If a line in the entries below contains "white", copy it.
━━ Records shown ━━
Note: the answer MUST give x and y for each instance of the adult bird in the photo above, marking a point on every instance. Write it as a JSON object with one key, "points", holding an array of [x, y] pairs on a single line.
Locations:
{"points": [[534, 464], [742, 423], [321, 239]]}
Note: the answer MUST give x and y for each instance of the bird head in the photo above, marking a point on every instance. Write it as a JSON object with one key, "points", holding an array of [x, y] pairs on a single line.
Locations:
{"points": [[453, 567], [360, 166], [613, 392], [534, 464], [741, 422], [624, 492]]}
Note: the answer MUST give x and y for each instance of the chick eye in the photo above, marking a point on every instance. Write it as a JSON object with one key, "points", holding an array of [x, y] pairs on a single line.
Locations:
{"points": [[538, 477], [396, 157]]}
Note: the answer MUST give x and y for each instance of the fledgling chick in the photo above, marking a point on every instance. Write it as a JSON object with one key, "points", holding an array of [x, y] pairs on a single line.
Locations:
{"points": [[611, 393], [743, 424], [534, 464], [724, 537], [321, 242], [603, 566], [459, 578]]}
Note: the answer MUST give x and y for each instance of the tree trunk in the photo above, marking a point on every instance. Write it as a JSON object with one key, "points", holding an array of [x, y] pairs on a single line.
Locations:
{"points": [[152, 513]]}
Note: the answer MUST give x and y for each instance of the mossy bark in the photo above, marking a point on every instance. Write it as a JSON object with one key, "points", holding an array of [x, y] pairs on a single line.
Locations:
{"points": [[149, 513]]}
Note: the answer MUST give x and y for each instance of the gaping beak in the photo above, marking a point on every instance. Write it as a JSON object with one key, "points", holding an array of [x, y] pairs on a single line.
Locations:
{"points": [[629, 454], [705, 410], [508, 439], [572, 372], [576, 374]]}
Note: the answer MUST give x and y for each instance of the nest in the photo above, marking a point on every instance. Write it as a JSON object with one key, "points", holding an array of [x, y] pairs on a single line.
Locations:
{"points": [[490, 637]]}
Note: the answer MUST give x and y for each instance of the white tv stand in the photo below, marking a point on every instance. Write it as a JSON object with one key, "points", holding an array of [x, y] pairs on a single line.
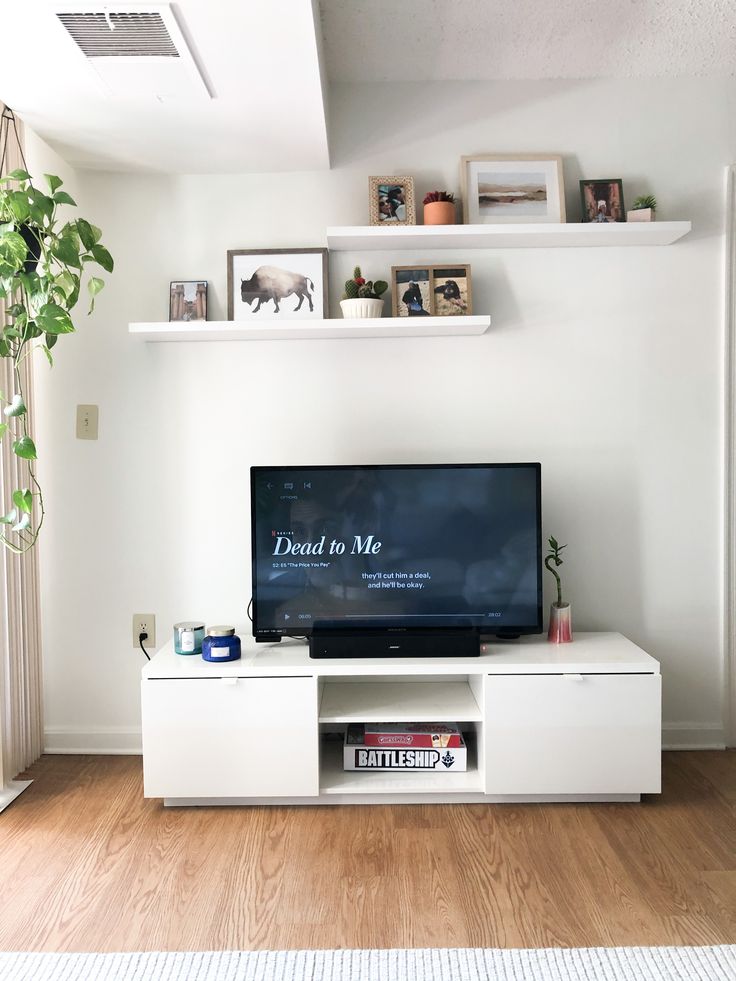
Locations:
{"points": [[568, 722]]}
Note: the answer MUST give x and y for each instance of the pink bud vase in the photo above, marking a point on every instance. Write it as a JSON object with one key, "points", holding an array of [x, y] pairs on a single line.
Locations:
{"points": [[560, 624]]}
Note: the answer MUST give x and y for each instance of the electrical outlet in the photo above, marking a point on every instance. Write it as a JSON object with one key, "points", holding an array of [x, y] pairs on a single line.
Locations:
{"points": [[144, 623]]}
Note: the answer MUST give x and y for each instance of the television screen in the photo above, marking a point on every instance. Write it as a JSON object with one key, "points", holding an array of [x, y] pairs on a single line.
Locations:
{"points": [[386, 547]]}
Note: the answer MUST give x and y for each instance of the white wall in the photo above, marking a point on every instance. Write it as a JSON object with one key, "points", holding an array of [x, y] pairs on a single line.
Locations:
{"points": [[604, 364]]}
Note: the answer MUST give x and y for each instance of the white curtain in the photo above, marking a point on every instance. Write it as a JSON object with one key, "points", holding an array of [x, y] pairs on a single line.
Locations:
{"points": [[21, 706]]}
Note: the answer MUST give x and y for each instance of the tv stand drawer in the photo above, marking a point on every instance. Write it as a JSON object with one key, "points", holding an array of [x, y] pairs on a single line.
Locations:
{"points": [[573, 734]]}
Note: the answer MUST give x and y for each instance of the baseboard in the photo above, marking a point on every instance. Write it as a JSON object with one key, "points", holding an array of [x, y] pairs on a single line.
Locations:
{"points": [[106, 741], [692, 735], [124, 741]]}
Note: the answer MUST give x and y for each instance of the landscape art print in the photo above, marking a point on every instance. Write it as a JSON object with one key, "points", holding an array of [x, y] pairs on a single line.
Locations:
{"points": [[276, 284], [512, 189]]}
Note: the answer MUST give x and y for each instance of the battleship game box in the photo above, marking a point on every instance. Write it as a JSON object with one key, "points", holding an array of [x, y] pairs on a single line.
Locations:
{"points": [[404, 746]]}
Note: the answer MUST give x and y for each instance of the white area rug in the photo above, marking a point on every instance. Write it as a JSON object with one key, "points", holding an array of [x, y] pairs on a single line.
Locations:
{"points": [[577, 964]]}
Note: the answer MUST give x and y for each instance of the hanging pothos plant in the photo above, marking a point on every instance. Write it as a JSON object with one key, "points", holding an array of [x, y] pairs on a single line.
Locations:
{"points": [[42, 262]]}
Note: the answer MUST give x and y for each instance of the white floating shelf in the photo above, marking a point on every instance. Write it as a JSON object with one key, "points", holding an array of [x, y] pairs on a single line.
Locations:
{"points": [[360, 238], [300, 330], [407, 701]]}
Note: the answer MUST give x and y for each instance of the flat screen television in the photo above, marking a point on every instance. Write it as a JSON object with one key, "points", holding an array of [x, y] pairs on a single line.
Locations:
{"points": [[369, 553]]}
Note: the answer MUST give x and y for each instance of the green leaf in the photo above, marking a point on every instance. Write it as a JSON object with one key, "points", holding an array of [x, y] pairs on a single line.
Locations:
{"points": [[61, 197], [13, 249], [66, 251], [102, 257], [17, 201], [42, 206], [31, 282], [68, 282], [23, 499], [53, 319], [25, 448], [16, 408], [24, 523], [89, 234], [94, 286]]}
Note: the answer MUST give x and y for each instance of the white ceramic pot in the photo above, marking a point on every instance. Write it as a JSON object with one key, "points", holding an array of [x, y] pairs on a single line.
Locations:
{"points": [[361, 308]]}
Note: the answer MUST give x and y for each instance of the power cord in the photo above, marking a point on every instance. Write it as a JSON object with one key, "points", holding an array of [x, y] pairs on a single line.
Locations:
{"points": [[141, 637]]}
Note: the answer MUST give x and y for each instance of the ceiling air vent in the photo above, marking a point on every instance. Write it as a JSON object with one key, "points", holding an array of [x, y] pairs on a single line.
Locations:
{"points": [[120, 35], [137, 49]]}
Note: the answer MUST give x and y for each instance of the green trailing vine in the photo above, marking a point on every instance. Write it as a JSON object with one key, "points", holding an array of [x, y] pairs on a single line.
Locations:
{"points": [[554, 556], [42, 264]]}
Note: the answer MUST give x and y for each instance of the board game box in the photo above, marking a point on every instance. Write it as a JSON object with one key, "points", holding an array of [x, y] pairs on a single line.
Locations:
{"points": [[404, 746]]}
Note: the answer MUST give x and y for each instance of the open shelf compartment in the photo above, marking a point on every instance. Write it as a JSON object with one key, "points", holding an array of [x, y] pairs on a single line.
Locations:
{"points": [[438, 700]]}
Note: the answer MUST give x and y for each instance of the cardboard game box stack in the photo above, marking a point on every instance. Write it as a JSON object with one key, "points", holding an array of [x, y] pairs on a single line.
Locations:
{"points": [[420, 746]]}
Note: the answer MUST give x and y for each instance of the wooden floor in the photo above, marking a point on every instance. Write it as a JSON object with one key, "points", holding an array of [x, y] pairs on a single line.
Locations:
{"points": [[87, 864]]}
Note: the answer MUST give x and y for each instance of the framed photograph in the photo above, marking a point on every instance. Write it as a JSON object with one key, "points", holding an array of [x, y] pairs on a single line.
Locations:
{"points": [[276, 284], [451, 292], [188, 300], [411, 291], [603, 200], [391, 201], [514, 188]]}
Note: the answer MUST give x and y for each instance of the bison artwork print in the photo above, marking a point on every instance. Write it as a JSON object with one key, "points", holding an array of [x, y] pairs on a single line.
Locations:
{"points": [[277, 284]]}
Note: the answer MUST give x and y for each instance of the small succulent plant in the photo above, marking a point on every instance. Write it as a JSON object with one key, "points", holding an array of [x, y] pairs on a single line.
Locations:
{"points": [[554, 556], [358, 287], [645, 201], [438, 196]]}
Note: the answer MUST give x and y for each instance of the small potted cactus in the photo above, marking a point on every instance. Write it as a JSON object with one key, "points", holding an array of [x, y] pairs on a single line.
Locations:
{"points": [[362, 298], [560, 613], [643, 209], [439, 208]]}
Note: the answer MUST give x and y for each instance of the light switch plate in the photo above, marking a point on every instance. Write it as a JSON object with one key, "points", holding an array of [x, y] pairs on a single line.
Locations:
{"points": [[87, 417]]}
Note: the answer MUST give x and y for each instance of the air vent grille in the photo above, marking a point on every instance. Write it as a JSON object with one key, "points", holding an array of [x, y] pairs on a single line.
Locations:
{"points": [[123, 35]]}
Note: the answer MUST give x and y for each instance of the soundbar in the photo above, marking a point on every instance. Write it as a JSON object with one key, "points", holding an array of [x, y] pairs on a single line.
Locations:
{"points": [[394, 643]]}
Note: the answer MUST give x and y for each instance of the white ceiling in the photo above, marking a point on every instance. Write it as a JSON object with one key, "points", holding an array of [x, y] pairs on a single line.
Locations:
{"points": [[471, 40], [263, 63]]}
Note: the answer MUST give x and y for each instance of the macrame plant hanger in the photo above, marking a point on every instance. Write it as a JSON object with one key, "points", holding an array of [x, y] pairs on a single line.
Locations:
{"points": [[9, 123]]}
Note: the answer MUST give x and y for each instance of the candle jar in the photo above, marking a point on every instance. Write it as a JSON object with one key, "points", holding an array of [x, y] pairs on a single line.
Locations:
{"points": [[221, 644]]}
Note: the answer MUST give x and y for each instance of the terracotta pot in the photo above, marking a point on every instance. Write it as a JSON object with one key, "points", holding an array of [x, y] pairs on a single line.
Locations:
{"points": [[439, 213], [560, 624], [361, 308]]}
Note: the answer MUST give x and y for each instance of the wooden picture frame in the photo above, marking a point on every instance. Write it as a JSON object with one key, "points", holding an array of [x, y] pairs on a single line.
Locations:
{"points": [[187, 300], [512, 188], [602, 200], [297, 274], [439, 290], [391, 201], [452, 292]]}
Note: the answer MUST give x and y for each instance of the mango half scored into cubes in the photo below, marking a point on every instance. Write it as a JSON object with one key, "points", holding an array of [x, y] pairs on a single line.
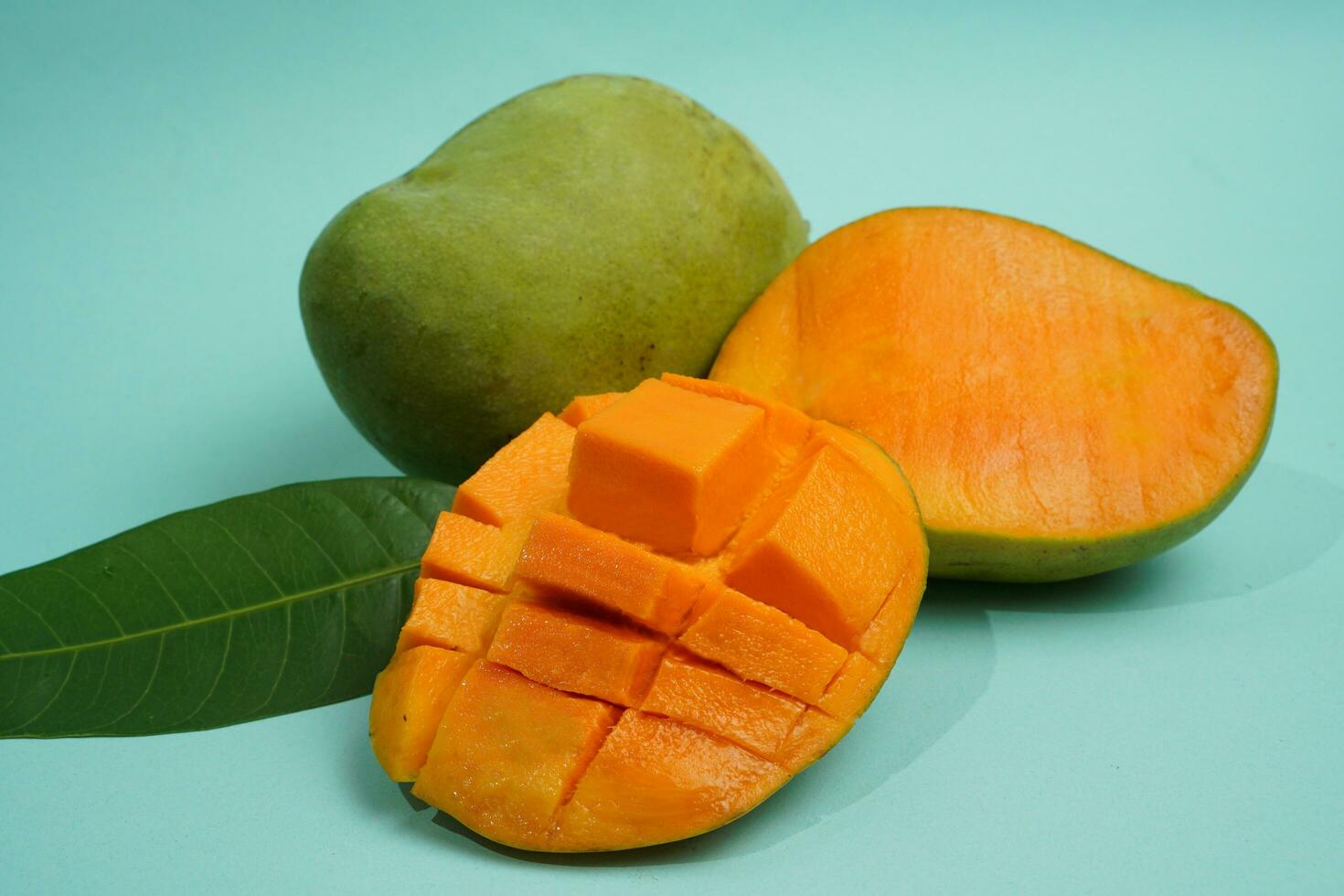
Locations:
{"points": [[645, 614]]}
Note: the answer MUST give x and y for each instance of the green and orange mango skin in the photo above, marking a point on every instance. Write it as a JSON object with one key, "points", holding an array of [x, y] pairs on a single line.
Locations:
━━━
### Solution to the problem
Note: the answer MUST give x and y for each instance of the white tv stand in the photo below, marking a point on every instance. Write it as a JSON object with one key, "points", holding an array of [x, y] pairs on a single line.
Note: the answer MUST give x and y for each instance of the white wall in the photo above, marking a point on every instance. Write it as a JSON object with one key, "points", holding an array of [x, y] pairs on a single line.
Note: the answer MUST give x and y for each instance of the white curtain in the photo above, marking a point on every instance. Write it as a JSON object with one key, "points", holding an array of [x, y] pairs on a single line.
Note: the answer MUST give x and y for each instance of the white area rug in the photo above, marking a point on every instance. Write it as a JSON object with one key, "points", holding an array of [x, y] pairs on a single line.
Note: the answer MUST give x and y for each instance of the white floating shelf in the photo above, marking a point on every instance. Write it as a JSON object with one key, "points", holding an array of [x, y] pairs on a single line.
Note: the answer MUST give x and y for each instance of the white ceramic pot in the photo above, marking a point on every instance. Write it as a JSON object with one key, "points", holding an array of [x, y] pairs on a single line.
Note: the answer MUST give x and y for each instance of the white ceiling in the photo above, marking a point on every instance. Write it as a JSON object with one key, "points", holding an array of [x, y] pairs on a single line.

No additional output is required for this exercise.